> Dataset excerpt:
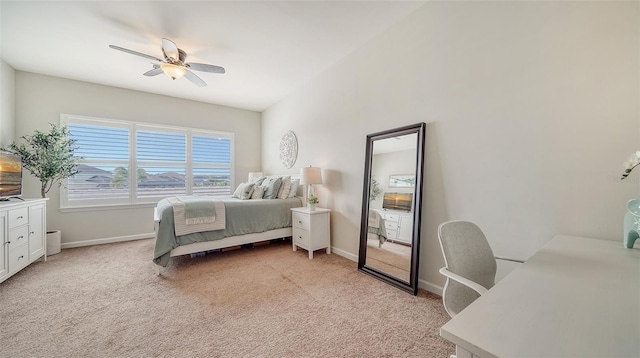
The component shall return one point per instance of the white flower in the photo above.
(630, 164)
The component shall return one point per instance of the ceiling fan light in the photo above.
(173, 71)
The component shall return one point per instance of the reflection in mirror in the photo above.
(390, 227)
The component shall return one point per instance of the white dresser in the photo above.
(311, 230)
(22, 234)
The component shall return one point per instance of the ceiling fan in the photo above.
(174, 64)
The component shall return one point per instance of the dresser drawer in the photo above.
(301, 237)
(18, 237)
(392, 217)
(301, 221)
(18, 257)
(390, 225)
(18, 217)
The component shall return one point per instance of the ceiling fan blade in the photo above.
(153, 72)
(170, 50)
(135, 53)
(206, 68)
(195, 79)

--

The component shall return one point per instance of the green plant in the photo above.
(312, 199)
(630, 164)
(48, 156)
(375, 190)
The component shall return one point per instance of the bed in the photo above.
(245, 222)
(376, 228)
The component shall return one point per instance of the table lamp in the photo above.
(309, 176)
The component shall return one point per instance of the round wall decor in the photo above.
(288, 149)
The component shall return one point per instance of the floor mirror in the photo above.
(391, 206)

---

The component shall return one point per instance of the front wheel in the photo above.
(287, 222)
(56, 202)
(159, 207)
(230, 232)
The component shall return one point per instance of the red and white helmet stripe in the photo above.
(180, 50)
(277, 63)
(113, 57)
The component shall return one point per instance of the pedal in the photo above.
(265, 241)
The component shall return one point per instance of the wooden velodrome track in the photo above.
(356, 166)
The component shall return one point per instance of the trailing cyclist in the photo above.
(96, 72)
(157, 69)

> Problem to work on: Find every line in the items above that contains the word "white", and copy each of those lines. Case matters.

> Result below:
The component shall return one point per instance of the white flower in the photo above.
The component shall return one point per instance of the white dresser in the photo above.
The component shall return one point per instance of the red and white helmet stripe in the photo above.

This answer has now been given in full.